DR. PAUL
TUDOR JONES

SERMONS

Men Wanted

Subject: Church Government, Government, Ideology, The Moral And Spiritual Rules For Building Every Social Structure, · Occasion: Nomination of Church Officers, · First Preached: 19491204 · Rating: 3

“Select out of all the people some capable, God-fearing, honest men with an aversion to improper gain,and set them over them as captains of divisions of a thousand, of a hundred, of fifty, and of ten; let them act as judges for the people.”

(Exodus 18:21)

Strange as it may seem there is one place in scripture where a father-in-law is credited with giving his son-in-law good advice. Whether or not there is any significance in the scriptural fact that this good advice originates in the father-in-law and not in the mother-in-law, we leave to sons-in-laws to decide.

But the scripture says that Jethro, the father-in-law of Moses, came to visit him in the wilderness and watched all day long as Moses, the great lawgiver, sat in court hearing the grievances of his people one against the other. With almost divine insight Moses meted out justice in each case from early morning till late evening. With patience Jethro stood by and watched the whole procedure. But, instead of praise for his son-in-law’s amazing legal talent, Jethro had only criticism.
·····
» **Instruction 1**: Name every size of division listed in the Exodus verse quoted in the sermon.
» **Instruction 2**: Write the next part of the sermon on Jethro's advice to Moses, picking up after its last sentence.
·····
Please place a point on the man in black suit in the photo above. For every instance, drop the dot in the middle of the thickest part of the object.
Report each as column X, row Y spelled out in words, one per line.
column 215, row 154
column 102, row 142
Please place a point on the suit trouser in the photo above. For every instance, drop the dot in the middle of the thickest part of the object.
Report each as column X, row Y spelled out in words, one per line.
·····
» **Exercise result 1**: a thousand, a hundred, fifty, ten

» **Exercise result 2**:
“Moses,” he said, “ you are going to wear yourself and your people out if you continue in this practice. There are too many people, too many cases; and you have neither the strength nor the wisdom to judge and rule over this great multitude alone. Let me make a suggestion: ‘Select out of all the people some capable, God-fearing, honest men with an aversion to improper gain, and set them over them as captains of divisions of a thousand, of a hundred, of fifty, and of ten; let them act as judges of the people.” So spoke Jethro, Moses’ father in law.

And the remarkable thing about this scripture is not only that good advice should come out of the mouth of a father-in-law, but the real miracle occurs when the son-in-law accepts the good advice of his father-in-law and acts upon it.

But this unprecedented piece of advice from Moses’ father-in-law has value and importance beyond the family circle of Israel’s great deliverer. See how pertinent for us it is today as we come to a congregational meeting when we shall choose church officers.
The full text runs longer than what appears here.